*Written request 1*. List every company, publication, or industry association that the auto-tariff excerpt names.
*Written request 2*.
Answer these questions from the auto-tariff excerpt.
(a) What tariff rate did Mr. Trump threaten to impose on every car BMW imported to the United States?
(b) What position does Matthias Wissmann hold?
(c) On what platform did Mr. Trump lay out his expectations for the auto industry on Sunday?

*Source excerpt*.
== == ==

Cars of all types increasingly have Chinese parts.
Nevertheless,
Mr. Trump has been making a series of ever-broader demands that the auto
industry manufacture in the United States to sell in the United States.
The
president-elect’s latest comments came on Sunday in excerpts from an interview
with the German tabloid newspaper Bild. After praising German manufacturing
prowess, Mr. Trump threatened to impose a 35 percent tariff — he called it a
“tax” — on every car that BMW imported to the United States. BMW should build
the factory in the United States, Mr. Trump said, where it would benefit from
his plans to slash corporate taxes.
Car
exports are the lifeblood of the German economy, and the United States is one
of the most important markets. New trade barriers would be a serious threat to
German growth and could sour relations with one of the United States’ most
important allies.
“We
take his comments seriously,” Matthias Wissmann, president of the German
Association of the Auto Industry, said in a statement. “Restrictions in the
Nafta zone would put a real damper on the economy.”
In a
post on Twitter on Sunday, Mr. Trump laid out his expectations for the auto
industry: “Car companies and others, if they want to do business in our
country, have to start making things here again. WIN!”

== == ==

*Information supplied*.
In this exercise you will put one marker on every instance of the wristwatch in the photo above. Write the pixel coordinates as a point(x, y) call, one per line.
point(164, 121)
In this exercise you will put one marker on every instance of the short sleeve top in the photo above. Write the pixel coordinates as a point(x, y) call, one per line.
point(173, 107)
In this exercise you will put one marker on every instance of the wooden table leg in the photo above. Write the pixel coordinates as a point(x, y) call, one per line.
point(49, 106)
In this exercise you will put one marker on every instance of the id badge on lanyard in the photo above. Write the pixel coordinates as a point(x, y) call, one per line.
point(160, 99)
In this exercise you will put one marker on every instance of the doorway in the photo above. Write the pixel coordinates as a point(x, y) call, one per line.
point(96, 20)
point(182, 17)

== == ==

*Exercise output 1*.
BMW
Bild
German Association of the Auto Industry
Twitter

*Exercise output 2*.
(a) 35 percent
(b) President of the German Association of the Auto Industry
(c) Twitter